Görevin kapsamı:
Aşağıdaki satırları düzenleyin: "thickest part" ifadesinin geçtiği her yere "widest part" yazın ve satırların geri kalanına dokunmadan hepsini yeniden verin.

### Verilen veriler ###

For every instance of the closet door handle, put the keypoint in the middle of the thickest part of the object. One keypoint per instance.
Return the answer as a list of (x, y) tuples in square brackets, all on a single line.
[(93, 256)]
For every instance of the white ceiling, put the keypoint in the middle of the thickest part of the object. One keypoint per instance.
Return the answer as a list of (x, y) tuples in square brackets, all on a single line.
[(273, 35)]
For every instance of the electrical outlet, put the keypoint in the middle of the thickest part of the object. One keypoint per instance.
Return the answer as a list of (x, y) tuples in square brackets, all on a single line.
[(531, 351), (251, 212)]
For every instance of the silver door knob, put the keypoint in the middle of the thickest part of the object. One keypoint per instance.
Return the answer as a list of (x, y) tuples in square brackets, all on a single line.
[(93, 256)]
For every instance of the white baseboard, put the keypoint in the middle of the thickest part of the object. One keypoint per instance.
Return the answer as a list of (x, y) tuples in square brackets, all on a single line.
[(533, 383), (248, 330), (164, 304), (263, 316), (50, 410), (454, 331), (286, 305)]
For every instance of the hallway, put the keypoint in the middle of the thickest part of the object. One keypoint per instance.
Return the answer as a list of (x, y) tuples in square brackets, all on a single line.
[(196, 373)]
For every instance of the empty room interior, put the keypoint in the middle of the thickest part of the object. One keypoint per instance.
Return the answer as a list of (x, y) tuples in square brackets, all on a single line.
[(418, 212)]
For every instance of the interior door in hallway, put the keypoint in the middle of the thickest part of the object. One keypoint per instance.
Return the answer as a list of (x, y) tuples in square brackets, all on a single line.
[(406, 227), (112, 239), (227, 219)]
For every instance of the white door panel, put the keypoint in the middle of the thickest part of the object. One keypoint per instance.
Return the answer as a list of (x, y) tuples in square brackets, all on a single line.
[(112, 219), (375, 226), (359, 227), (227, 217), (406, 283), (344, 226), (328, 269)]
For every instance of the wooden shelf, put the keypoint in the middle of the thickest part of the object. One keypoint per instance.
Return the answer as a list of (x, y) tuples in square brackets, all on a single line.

###

Tam çözüm:
For every instance of the closet door handle, put the keypoint in the middle of the widest part of the object. One keypoint per instance.
Return the answer as a list of (x, y) tuples in square brackets, all on a single line.
[(93, 256)]
For every instance of the white ceiling, put the keypoint in the middle of the widest part of the object. One keypoint per instance.
Return the answer as a list of (x, y) tuples in square brackets, all on a single line.
[(273, 35)]
For every instance of the electrical outlet, put the keypoint in the middle of the widest part of the object. One keypoint per instance.
Return the answer as a list of (x, y) tuples in square brackets, all on a single line.
[(531, 351), (251, 212)]
For every instance of the silver door knob, put the keypoint in the middle of the widest part of the object. One keypoint per instance.
Return the answer as a list of (x, y) tuples in square brackets, all on a single line.
[(93, 256)]
For every instance of the white baseboard, put the keypoint in the middle of the widest part of the object. One keypoint per instance.
Return the answer as a list of (x, y) tuples in square brackets, all on a single line.
[(533, 383), (248, 330), (164, 304), (263, 316), (50, 410), (454, 331), (286, 305)]
For every instance of the hallway, put the keypoint in the middle of the widest part of the object. One keypoint per instance.
Return the answer as a list of (x, y) tuples in square brackets, all on a single line.
[(196, 373)]
For every instance of the empty room interior, put the keypoint in the middle of the widest part of the object. One keypoint per instance.
Return the answer as a list of (x, y) tuples in square brackets, all on a single line.
[(418, 212)]
For every instance of the interior door in hallway, put the keypoint in the middle of the widest part of the object. One keypoint per instance.
Return the answer as a list of (x, y) tuples in square brackets, all on a single line.
[(406, 227), (112, 239), (227, 219)]
For every instance of the white door panel, put the keypoint in the middle of the widest part of the object. One keypoint per instance.
Return the answer as a list of (x, y) tuples in square brackets, all on a single line.
[(112, 219), (375, 226), (359, 227), (227, 217), (406, 283), (344, 226), (328, 269)]
For every instance of the wooden shelf, put the keypoint in the middle of the widest part of the object. One keypoint per instance.
Return the answer as a list of (x, y) tuples in square brackets, all on a single line.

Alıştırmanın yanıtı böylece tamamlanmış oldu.